━━━━━ TEXT ━━━━━
Paul: Wir lieben Popmusik, das ist wohl der gemeinsame Nenner von Maximo Park. Auch wenn wir Avantgardemusik mögen, können wir gemeinsam wohl eines am besten: eingängige Songs schreiben. Wenn man eine gewisse Sensibilität für Pop, für Strophen und Refrains hat, dann funktionieren deine Songs auch im Radio neben R'n'B. Sie besitzen trotz des unterschiedlichen Genres die gleiche Dynamik.
Duncan: Ich denke, unsere Songs wirken auf viele Menschen sehr melodisch. Wir schaffen es, mit unseren Texten und Melodien einen Draht zu ihnen aufzubauen. Das hatten wir aber nie unter Kontrolle! Wir haben schließlich nicht geplant, diese Art Popmusik zu machen, die kommerziell wird. Ziemlich freaky.
Paul: Ich würde sagen, wir boten eine Alternative und gaben den Leuten dennoch das gleiche: Melodien und Lyrics, die du unter der Dusche gerne singst und die dir etwas bedeuten. Aber natürlich entsteht vieles in der Musikindustrie nur, um Geld zu verdienen.
━━━━━ BEREITGESTELLTES MATERIAL ━━━━━
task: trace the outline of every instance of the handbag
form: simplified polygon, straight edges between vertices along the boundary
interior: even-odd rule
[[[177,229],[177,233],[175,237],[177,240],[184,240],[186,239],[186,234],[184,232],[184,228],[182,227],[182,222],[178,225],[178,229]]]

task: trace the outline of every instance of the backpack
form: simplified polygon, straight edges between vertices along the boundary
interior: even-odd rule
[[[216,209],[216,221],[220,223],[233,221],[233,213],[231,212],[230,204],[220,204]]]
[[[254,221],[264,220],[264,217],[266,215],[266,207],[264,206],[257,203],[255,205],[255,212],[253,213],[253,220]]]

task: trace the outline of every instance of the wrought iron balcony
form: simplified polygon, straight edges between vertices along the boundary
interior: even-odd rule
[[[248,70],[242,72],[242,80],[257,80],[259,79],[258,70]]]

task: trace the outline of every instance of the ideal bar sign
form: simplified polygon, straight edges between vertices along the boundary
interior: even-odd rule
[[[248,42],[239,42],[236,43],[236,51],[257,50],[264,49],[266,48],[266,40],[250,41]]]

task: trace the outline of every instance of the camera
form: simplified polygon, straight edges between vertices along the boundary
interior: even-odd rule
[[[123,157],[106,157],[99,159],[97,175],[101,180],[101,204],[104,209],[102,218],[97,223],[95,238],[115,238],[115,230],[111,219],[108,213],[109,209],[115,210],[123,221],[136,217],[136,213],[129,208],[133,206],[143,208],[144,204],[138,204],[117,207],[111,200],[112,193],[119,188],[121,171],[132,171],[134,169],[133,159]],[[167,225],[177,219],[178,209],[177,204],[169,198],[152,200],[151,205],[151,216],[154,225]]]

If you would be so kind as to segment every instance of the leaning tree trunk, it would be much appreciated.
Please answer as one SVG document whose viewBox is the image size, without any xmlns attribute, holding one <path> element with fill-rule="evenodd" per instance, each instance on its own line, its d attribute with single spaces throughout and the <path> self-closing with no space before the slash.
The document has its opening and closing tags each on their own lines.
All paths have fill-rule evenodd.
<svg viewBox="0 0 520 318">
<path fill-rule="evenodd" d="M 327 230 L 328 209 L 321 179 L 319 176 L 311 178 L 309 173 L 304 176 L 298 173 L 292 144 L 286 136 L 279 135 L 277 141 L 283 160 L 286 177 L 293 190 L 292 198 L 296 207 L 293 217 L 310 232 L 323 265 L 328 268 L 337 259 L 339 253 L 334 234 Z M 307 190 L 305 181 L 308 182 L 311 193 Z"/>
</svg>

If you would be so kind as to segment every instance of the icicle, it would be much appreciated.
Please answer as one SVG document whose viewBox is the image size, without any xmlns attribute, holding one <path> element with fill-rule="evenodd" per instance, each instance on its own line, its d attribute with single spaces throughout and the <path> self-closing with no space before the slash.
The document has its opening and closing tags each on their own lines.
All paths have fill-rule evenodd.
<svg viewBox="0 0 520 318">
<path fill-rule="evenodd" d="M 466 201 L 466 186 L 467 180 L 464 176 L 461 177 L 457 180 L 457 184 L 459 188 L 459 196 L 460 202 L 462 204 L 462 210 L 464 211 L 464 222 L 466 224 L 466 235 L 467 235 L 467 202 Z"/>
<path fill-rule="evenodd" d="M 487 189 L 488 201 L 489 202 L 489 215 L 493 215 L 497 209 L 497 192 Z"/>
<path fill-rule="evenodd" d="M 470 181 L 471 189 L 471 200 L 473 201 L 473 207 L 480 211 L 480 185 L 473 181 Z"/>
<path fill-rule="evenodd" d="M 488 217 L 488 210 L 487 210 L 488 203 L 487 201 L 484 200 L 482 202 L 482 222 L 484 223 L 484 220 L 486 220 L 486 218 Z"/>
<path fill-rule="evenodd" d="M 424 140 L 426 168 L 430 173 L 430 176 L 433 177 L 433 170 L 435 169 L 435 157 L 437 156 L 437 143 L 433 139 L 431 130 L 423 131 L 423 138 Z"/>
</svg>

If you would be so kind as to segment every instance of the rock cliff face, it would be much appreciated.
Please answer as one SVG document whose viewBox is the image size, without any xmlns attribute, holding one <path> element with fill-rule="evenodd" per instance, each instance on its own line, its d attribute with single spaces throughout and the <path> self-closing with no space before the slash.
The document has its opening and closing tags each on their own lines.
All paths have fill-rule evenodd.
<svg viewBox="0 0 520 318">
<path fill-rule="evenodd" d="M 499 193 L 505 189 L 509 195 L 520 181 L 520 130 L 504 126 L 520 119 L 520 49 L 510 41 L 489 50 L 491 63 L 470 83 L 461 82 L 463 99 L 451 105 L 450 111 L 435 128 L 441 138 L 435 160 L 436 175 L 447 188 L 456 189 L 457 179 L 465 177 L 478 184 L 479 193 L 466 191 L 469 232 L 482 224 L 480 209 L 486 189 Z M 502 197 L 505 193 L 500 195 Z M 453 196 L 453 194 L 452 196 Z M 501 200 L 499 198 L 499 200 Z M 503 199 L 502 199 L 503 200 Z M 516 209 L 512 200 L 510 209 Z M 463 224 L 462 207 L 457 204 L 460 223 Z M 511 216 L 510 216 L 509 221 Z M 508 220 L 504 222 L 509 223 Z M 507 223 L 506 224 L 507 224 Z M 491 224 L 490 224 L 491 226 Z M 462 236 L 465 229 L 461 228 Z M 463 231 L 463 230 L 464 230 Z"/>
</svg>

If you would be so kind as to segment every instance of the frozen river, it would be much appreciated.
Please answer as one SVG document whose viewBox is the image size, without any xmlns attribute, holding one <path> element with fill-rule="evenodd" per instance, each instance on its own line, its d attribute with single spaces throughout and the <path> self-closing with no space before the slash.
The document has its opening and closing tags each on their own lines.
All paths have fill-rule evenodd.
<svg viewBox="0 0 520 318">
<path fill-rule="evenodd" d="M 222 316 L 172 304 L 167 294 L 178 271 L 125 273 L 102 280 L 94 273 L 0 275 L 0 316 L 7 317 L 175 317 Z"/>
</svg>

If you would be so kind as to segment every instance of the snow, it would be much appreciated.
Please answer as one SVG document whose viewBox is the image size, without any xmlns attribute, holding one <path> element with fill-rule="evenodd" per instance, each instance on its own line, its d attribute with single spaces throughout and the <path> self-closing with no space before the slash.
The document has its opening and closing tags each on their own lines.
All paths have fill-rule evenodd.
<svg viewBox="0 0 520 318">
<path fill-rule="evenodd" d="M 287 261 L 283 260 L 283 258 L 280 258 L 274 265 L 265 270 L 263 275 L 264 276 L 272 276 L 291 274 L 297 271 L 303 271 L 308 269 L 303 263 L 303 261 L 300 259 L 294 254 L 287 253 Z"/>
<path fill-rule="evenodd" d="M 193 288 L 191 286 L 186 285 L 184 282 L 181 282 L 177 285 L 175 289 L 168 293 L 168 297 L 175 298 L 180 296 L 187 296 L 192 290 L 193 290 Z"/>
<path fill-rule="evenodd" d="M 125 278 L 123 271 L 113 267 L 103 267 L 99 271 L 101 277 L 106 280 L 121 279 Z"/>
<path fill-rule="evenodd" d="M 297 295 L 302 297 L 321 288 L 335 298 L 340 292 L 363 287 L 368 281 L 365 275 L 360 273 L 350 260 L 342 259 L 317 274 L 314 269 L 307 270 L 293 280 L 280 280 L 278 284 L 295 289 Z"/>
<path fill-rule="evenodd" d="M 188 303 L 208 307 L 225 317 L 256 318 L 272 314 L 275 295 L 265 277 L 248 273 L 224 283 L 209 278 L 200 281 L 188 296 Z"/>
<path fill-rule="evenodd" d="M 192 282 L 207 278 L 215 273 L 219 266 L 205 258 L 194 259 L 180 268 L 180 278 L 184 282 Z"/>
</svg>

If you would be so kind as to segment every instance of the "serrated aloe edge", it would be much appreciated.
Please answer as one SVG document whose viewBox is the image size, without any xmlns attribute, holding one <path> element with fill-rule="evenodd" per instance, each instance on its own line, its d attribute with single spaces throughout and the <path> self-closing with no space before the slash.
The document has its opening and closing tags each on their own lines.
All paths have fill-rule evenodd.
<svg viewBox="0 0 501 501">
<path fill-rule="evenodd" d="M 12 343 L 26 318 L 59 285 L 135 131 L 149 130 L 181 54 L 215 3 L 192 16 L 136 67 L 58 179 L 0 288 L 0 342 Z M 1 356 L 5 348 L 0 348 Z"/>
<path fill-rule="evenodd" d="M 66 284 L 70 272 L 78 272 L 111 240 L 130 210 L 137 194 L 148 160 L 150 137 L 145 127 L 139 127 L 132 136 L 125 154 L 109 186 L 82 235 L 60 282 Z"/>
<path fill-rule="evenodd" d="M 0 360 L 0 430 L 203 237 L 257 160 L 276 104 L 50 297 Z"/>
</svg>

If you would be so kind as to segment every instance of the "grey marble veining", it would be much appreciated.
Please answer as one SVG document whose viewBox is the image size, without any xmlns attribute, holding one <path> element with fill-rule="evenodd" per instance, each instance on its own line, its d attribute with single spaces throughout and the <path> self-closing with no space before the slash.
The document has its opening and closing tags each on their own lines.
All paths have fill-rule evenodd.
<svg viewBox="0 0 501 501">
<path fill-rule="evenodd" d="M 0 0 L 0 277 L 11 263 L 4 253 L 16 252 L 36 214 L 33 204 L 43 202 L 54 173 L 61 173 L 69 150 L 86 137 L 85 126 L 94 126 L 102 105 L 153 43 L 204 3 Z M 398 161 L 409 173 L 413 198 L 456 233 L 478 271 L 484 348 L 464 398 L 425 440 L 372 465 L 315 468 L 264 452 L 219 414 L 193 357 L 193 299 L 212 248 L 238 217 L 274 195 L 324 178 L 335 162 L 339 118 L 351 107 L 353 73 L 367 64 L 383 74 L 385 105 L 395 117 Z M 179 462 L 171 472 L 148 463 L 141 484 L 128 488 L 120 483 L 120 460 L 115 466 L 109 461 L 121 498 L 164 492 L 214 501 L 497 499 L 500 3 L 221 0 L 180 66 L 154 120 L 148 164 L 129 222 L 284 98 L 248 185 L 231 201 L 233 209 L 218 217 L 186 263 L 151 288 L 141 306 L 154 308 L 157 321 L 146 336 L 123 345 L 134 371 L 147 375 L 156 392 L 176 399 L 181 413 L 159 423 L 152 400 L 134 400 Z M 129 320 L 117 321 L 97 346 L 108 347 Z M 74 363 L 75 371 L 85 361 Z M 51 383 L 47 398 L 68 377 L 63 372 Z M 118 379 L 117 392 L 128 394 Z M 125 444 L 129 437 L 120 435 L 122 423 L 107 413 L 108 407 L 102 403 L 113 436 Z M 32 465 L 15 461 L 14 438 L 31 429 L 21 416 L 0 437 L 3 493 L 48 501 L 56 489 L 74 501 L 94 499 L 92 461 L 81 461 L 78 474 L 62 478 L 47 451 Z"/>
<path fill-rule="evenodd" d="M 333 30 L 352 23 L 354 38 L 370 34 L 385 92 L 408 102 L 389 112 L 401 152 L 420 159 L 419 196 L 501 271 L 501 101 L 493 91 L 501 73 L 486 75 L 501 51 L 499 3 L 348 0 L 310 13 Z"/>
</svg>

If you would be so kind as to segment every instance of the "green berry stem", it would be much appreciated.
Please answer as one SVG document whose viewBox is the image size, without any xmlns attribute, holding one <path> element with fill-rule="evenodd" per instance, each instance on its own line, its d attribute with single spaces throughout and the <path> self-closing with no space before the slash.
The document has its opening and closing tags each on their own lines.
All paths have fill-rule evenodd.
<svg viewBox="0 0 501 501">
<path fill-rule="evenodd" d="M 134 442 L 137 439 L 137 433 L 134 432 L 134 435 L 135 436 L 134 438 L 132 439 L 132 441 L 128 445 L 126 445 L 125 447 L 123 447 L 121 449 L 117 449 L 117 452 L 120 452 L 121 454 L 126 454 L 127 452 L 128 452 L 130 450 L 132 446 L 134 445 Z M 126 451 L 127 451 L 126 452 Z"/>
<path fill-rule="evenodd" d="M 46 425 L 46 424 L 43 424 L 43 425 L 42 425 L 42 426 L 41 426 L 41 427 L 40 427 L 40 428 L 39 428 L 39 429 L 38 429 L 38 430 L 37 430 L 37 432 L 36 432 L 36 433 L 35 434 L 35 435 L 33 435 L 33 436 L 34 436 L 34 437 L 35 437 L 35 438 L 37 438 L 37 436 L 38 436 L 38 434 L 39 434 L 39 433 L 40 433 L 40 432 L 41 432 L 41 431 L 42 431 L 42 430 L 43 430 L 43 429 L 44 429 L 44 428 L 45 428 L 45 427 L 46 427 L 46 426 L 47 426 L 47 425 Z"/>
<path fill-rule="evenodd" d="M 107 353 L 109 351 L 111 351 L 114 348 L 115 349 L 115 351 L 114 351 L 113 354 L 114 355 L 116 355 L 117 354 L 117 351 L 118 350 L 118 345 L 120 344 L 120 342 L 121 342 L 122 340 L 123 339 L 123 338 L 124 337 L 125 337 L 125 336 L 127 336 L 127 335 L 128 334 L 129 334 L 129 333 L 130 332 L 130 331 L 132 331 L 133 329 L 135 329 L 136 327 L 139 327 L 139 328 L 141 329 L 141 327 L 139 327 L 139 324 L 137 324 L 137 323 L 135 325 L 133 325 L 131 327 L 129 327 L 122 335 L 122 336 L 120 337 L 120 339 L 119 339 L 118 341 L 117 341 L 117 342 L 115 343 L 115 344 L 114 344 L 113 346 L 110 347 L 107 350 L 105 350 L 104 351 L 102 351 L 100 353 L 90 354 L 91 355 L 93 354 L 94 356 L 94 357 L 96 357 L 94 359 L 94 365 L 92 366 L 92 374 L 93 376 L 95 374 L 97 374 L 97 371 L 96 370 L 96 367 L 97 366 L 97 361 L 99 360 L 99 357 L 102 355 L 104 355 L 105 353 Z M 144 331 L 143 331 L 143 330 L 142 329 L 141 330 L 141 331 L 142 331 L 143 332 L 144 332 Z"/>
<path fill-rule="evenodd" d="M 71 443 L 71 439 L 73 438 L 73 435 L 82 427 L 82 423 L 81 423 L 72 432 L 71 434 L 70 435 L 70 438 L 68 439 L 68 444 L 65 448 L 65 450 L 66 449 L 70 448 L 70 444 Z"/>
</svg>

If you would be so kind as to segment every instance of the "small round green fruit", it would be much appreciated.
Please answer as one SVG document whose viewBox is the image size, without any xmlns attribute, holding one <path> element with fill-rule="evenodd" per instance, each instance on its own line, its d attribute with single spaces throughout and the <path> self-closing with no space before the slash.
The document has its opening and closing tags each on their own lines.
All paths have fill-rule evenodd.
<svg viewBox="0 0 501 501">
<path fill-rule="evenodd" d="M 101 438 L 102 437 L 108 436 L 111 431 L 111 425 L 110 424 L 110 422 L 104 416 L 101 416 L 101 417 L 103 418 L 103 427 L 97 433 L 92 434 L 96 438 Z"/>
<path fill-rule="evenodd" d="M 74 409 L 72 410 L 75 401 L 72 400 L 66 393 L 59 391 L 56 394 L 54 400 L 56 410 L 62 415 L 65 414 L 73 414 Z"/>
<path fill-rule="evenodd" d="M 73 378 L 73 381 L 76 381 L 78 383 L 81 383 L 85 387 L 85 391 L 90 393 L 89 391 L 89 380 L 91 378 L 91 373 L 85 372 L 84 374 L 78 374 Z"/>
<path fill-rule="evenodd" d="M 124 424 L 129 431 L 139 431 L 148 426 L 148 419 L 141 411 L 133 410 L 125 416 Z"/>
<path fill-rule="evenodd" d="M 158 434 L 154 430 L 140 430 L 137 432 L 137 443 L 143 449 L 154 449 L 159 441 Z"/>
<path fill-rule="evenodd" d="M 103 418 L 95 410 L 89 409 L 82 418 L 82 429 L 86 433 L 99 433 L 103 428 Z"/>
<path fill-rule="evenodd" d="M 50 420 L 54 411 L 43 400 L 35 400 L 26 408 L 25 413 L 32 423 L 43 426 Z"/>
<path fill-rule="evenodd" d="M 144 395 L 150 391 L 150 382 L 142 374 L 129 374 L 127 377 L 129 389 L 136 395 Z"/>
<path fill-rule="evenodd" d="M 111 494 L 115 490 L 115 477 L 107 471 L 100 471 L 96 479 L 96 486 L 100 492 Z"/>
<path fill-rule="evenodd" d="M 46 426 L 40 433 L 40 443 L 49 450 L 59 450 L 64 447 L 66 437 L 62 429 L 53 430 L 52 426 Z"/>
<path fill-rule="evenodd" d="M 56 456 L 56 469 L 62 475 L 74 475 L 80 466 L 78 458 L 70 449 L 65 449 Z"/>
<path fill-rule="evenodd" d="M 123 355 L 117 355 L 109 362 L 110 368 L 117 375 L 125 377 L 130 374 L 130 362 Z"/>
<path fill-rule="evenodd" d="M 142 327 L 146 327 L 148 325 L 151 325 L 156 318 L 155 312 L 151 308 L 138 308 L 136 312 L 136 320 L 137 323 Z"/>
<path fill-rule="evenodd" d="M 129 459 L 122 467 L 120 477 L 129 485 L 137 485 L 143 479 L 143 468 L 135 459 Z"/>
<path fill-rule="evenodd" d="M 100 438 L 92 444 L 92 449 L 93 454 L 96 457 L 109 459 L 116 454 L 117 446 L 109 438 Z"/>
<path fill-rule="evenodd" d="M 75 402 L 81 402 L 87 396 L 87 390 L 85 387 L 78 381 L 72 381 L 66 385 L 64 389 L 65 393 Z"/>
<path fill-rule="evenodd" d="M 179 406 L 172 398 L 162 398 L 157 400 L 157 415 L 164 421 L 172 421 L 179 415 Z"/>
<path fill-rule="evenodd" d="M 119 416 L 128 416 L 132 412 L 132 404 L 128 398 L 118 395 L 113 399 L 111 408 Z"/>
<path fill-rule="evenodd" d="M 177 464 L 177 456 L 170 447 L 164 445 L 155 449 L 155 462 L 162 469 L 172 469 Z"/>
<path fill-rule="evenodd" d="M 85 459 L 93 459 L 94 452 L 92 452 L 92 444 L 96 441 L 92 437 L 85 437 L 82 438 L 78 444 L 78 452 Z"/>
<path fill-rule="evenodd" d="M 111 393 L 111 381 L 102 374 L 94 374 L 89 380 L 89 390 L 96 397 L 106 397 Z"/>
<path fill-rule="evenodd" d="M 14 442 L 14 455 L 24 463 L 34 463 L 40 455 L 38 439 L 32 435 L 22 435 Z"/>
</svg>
━━━━━
▶ _AUFGABE_
Beantworte anhand des Interviewauszugs über Maximo Park diese Fragen:
1. Was ist laut Paul der gemeinsame Nenner von Maximo Park?
2. Was hat die Band laut Duncan nicht geplant?
3. Weshalb entsteht laut Paul vieles in der Musikindustrie?

▶ _LÖSUNG_
1. Die Liebe zur Popmusik.
2. Diese Art Popmusik zu machen, die kommerziell wird.
3. Nur, um Geld zu verdienen.